Copy exactly the line containing "Target: shirt collar" and each line after it to the end of the listing, and output nothing else.

________________________

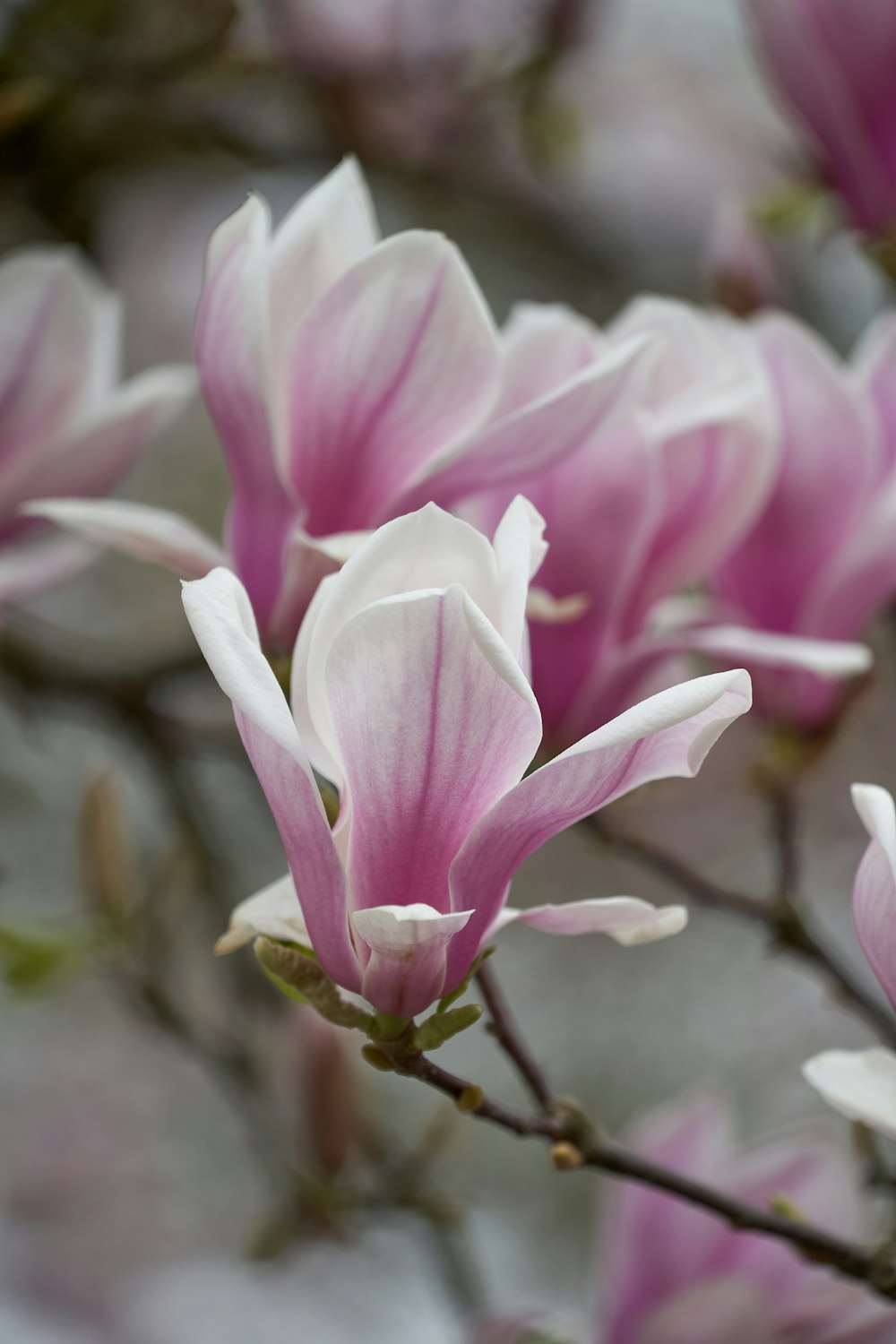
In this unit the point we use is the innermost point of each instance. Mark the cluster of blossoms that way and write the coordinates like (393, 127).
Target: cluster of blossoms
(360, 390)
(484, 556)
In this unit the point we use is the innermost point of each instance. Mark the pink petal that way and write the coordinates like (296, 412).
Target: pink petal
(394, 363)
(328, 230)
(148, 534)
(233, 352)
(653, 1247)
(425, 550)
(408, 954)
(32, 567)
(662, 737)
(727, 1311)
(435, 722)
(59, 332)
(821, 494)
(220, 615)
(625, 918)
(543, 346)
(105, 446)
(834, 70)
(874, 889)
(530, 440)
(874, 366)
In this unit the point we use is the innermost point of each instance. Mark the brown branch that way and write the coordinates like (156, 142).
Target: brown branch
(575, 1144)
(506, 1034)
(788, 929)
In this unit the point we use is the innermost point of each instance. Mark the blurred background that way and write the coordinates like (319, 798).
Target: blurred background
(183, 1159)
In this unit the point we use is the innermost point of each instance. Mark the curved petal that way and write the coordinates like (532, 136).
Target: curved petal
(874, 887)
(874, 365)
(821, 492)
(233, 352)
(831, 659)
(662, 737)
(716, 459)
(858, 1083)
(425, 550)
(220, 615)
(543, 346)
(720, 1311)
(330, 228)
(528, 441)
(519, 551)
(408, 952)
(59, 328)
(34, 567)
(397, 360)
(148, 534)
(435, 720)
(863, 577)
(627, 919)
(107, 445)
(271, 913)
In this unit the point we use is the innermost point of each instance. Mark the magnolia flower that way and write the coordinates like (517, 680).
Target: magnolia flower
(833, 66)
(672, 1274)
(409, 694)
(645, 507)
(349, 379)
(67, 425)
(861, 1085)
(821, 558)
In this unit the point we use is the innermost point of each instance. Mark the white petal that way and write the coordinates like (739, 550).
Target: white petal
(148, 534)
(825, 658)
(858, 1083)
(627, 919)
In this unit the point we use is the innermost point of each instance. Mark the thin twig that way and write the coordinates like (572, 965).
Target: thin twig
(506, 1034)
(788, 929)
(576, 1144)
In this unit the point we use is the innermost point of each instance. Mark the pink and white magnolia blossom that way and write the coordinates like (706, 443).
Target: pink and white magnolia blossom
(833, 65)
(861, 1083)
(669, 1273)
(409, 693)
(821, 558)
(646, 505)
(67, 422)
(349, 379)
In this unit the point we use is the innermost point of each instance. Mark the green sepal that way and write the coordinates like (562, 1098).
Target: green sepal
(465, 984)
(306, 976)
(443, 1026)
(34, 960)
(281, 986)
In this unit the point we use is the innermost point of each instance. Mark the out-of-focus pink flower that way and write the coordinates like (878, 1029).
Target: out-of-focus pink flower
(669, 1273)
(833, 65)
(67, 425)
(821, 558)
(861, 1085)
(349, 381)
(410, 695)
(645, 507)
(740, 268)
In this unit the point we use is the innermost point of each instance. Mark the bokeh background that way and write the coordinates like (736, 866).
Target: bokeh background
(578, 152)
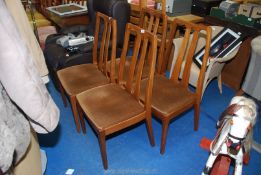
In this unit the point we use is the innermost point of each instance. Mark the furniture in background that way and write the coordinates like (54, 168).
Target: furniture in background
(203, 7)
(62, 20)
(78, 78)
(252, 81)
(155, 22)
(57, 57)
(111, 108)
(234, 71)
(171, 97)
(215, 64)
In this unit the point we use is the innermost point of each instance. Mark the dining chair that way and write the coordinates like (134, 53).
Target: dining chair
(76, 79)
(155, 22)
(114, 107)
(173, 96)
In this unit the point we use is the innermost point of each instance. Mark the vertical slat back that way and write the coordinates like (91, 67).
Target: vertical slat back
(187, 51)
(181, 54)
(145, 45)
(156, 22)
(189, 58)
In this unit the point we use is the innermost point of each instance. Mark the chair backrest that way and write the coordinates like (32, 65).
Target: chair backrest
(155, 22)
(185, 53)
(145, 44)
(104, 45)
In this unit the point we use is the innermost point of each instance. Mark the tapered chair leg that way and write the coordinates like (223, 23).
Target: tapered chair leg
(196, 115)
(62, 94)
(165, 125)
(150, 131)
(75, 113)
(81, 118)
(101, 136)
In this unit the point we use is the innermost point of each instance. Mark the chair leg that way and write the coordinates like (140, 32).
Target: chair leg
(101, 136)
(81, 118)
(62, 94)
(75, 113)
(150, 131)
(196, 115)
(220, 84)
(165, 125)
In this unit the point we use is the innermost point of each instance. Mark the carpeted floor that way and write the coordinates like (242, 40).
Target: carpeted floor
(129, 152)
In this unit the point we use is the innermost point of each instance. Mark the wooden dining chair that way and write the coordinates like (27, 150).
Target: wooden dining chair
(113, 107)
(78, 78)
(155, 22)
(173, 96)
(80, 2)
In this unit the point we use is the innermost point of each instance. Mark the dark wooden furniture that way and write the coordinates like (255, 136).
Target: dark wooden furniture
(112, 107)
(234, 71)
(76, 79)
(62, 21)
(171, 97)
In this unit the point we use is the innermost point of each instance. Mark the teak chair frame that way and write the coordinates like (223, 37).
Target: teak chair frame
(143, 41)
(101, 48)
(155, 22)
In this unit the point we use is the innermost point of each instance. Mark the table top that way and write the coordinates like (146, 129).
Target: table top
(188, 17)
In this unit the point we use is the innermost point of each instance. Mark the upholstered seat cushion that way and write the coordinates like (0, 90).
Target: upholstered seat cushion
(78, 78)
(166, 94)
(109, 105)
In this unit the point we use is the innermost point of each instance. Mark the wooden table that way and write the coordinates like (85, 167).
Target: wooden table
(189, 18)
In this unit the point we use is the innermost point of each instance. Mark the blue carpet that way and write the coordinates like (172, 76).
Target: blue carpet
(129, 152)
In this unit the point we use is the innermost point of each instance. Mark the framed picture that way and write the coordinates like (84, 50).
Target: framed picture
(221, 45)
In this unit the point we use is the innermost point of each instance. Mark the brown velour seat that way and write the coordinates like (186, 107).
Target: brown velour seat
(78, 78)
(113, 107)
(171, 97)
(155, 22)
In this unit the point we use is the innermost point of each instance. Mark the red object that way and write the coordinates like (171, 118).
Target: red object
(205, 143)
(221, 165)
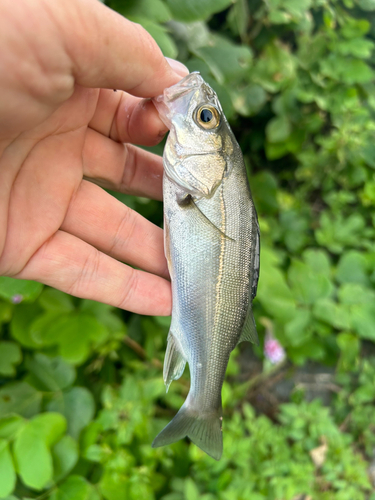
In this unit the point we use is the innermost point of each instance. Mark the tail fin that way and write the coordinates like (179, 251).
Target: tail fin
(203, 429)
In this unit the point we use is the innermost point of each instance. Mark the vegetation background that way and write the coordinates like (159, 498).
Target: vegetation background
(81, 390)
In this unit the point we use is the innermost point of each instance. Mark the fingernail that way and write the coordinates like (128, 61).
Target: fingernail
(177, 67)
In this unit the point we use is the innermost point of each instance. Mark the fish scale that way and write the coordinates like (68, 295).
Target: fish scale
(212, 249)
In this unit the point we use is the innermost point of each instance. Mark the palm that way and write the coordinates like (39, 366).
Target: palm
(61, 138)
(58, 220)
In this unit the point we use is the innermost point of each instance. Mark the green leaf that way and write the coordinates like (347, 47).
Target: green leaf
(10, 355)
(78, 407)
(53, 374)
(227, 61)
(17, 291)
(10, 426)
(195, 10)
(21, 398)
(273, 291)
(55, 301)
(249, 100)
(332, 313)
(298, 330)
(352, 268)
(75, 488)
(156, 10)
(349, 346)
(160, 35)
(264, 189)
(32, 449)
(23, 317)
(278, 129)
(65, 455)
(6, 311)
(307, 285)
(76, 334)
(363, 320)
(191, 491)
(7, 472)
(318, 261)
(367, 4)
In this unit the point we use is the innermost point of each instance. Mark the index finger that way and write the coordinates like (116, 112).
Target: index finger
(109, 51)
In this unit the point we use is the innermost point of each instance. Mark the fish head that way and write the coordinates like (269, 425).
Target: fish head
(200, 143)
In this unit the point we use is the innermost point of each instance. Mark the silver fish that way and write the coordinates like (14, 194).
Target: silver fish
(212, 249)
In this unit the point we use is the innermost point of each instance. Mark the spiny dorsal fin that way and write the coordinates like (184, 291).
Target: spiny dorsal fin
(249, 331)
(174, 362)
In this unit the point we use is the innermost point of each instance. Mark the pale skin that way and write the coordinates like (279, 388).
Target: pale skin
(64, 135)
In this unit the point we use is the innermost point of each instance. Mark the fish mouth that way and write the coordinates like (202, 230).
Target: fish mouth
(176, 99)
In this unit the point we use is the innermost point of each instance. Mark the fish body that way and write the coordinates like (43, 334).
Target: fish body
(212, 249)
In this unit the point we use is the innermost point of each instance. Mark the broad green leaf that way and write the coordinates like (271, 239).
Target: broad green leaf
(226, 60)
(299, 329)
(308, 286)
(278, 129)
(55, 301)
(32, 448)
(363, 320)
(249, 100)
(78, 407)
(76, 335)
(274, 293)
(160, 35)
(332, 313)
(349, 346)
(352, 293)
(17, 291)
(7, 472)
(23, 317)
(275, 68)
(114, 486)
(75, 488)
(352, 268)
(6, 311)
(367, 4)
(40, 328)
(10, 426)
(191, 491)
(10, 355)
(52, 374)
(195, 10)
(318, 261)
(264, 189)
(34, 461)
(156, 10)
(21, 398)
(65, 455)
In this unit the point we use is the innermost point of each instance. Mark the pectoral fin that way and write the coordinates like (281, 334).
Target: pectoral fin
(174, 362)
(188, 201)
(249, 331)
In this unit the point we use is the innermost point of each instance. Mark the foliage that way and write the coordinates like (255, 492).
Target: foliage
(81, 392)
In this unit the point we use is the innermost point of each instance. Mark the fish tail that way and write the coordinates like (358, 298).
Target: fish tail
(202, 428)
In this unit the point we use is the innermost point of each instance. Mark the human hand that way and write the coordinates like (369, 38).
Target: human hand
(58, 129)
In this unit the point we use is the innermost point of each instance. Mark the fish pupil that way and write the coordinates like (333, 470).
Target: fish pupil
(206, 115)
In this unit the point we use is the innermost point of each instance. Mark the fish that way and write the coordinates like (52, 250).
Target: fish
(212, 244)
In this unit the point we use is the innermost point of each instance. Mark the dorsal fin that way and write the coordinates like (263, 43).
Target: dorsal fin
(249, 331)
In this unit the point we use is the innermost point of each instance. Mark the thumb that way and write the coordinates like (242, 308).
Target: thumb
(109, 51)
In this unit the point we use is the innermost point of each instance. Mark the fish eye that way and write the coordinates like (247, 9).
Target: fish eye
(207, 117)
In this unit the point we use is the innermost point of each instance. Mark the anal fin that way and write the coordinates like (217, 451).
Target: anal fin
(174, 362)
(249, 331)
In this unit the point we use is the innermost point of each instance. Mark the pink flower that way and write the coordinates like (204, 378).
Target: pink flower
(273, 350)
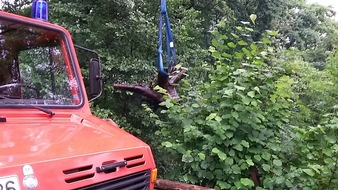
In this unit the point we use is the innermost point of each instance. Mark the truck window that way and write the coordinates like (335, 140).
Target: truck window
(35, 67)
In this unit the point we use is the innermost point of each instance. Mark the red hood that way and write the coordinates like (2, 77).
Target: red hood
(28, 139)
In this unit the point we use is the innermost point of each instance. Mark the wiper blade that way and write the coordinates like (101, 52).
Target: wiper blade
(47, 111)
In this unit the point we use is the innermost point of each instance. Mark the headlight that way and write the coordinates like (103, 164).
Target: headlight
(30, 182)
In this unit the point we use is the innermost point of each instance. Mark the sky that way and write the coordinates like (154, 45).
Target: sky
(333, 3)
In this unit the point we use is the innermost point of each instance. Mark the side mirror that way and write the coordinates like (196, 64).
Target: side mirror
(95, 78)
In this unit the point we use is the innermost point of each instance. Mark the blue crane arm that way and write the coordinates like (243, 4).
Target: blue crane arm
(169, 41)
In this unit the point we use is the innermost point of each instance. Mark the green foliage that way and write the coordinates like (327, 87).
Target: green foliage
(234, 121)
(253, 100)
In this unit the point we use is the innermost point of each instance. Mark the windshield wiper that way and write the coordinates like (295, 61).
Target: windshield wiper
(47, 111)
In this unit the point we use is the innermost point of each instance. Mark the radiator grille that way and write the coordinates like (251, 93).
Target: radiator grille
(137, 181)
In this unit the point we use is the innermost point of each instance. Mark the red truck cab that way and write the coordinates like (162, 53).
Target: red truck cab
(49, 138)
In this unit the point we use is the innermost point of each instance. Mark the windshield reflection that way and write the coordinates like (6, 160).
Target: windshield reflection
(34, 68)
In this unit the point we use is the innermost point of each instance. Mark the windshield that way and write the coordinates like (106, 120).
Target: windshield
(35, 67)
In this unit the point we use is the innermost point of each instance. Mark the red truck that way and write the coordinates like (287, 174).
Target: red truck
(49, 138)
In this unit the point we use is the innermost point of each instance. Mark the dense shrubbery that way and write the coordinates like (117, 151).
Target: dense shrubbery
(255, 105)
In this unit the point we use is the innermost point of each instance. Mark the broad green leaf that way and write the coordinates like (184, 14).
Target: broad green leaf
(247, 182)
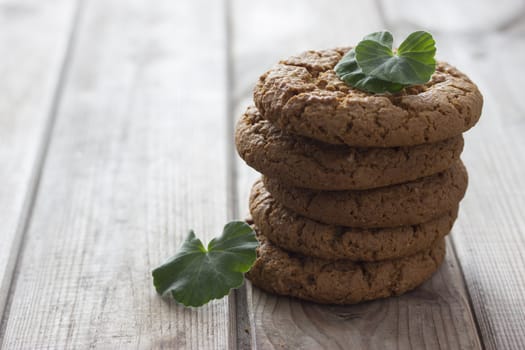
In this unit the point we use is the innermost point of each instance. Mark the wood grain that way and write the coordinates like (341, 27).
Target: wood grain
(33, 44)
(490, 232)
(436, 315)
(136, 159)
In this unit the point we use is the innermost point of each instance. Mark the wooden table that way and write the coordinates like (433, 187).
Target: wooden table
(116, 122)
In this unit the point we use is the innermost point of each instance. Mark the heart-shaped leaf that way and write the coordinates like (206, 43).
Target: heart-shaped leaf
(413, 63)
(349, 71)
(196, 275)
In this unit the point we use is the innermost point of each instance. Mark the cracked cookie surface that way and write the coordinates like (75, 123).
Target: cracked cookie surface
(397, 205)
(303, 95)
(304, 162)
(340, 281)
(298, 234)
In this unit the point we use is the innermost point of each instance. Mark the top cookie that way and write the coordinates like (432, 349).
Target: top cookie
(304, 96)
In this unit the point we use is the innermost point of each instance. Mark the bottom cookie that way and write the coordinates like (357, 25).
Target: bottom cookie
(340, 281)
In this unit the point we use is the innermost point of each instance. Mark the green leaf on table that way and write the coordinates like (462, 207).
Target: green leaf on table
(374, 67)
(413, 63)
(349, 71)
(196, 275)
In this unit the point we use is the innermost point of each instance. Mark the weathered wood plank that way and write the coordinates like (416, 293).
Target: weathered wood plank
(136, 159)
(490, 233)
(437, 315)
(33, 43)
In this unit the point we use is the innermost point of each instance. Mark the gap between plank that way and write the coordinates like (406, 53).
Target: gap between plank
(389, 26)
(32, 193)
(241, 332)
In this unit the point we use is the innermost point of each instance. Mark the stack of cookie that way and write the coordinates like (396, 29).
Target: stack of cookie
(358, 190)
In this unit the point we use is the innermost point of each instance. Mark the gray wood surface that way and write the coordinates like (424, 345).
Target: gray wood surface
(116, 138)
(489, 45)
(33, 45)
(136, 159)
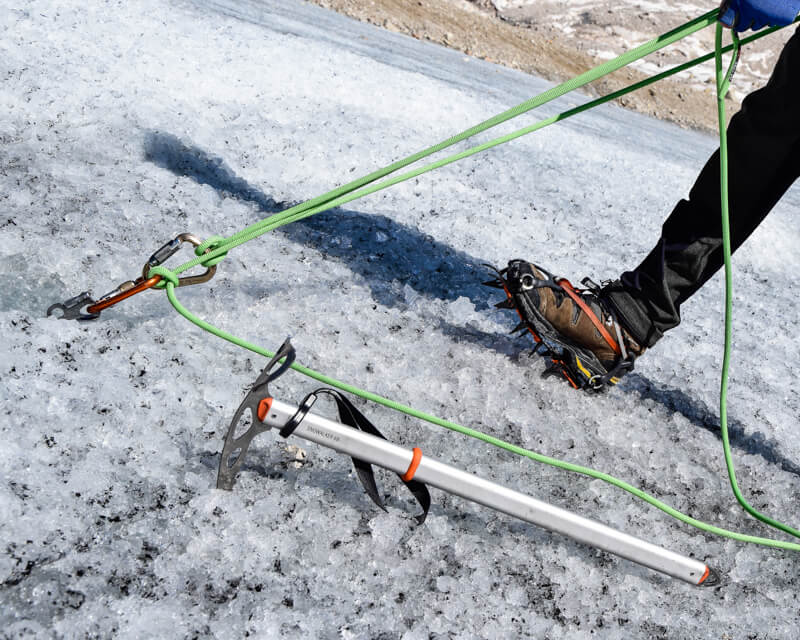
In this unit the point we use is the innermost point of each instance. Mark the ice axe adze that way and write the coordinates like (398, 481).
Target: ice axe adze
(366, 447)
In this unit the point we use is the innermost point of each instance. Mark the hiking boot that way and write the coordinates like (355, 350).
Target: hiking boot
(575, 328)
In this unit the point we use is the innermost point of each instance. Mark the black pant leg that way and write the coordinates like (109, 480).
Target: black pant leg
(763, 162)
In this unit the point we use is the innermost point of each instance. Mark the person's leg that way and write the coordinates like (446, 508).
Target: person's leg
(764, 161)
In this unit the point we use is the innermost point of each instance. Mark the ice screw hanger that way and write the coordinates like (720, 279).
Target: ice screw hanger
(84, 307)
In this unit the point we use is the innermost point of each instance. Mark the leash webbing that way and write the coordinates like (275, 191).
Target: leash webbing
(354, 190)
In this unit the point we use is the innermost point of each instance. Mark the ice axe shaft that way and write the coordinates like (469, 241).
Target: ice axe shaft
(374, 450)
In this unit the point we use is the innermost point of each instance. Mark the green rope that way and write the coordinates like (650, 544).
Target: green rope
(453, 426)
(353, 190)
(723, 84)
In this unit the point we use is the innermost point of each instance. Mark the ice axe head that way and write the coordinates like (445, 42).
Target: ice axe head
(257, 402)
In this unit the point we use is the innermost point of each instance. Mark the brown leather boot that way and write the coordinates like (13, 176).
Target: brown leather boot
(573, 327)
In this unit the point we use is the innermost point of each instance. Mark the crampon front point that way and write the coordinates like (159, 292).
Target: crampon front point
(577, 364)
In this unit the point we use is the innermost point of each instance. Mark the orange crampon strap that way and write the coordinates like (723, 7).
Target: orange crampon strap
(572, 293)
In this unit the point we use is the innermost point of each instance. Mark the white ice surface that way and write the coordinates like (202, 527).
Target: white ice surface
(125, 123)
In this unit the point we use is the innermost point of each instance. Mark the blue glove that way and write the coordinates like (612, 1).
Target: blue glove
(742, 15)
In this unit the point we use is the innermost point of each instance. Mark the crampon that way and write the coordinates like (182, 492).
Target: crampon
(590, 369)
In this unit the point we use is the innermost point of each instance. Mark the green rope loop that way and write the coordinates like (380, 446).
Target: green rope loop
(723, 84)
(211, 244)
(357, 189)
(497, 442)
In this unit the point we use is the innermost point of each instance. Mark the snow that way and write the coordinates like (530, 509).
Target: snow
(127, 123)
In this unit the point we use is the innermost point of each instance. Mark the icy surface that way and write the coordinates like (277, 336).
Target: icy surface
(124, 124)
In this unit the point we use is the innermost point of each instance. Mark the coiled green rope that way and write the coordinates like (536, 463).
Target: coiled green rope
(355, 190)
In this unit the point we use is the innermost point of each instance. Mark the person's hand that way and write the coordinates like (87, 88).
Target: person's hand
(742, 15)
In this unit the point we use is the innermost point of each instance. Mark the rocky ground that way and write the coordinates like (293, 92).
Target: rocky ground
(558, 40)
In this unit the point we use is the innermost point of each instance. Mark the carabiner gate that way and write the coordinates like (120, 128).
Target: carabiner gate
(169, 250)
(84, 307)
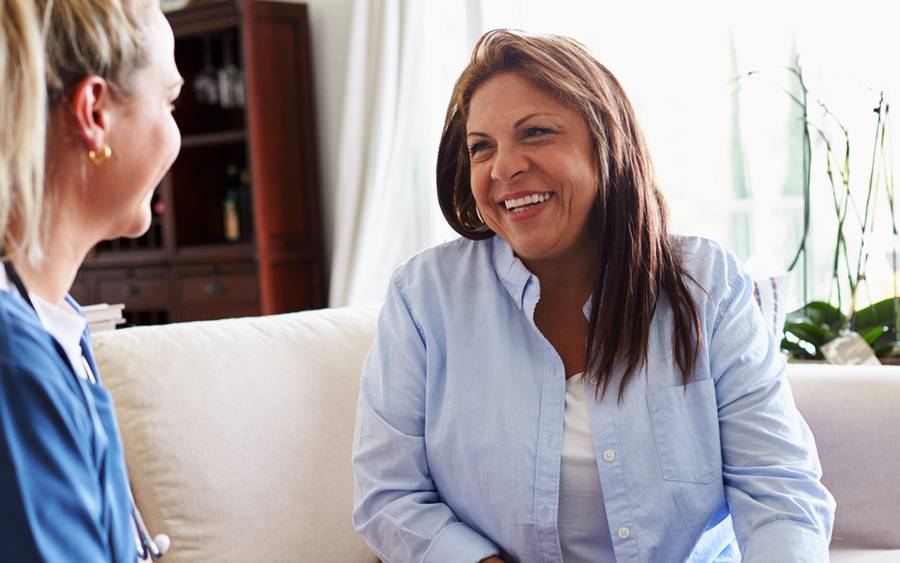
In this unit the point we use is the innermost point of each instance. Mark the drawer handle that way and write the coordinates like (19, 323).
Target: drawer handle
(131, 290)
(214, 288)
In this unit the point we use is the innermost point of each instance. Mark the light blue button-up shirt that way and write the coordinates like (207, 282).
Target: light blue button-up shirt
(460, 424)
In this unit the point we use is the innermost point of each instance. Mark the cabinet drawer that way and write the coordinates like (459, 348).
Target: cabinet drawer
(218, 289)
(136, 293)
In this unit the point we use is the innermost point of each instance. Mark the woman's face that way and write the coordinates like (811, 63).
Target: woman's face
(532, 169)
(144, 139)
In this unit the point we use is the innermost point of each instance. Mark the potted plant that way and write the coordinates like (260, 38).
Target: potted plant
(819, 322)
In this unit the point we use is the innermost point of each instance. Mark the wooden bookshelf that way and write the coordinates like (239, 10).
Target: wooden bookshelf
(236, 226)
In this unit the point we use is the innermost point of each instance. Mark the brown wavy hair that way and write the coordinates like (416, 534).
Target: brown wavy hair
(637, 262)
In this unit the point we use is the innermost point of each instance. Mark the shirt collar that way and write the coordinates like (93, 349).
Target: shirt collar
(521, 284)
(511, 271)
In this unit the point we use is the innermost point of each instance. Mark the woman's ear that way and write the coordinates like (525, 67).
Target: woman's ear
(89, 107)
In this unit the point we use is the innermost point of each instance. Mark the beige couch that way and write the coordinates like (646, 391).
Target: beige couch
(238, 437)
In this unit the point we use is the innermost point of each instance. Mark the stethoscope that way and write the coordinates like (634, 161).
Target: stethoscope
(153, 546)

________________________

- ANSWER:
Target: shirt collar
(521, 284)
(511, 271)
In this unit the point we use is the innermost point of each instance. Mark the woman's ear that way and write the coordinates like (525, 67).
Target: woman's ear
(89, 107)
In this unit the point we use is the innermost point of each instance. Mark the beige couch that way and write the coordinates like (646, 391).
Target: beige couch
(238, 437)
In this unit the point we use is the innermost point of each instance. Mark the stethoscope that way and write the coordinates like (634, 161).
Target: stethoscope
(153, 546)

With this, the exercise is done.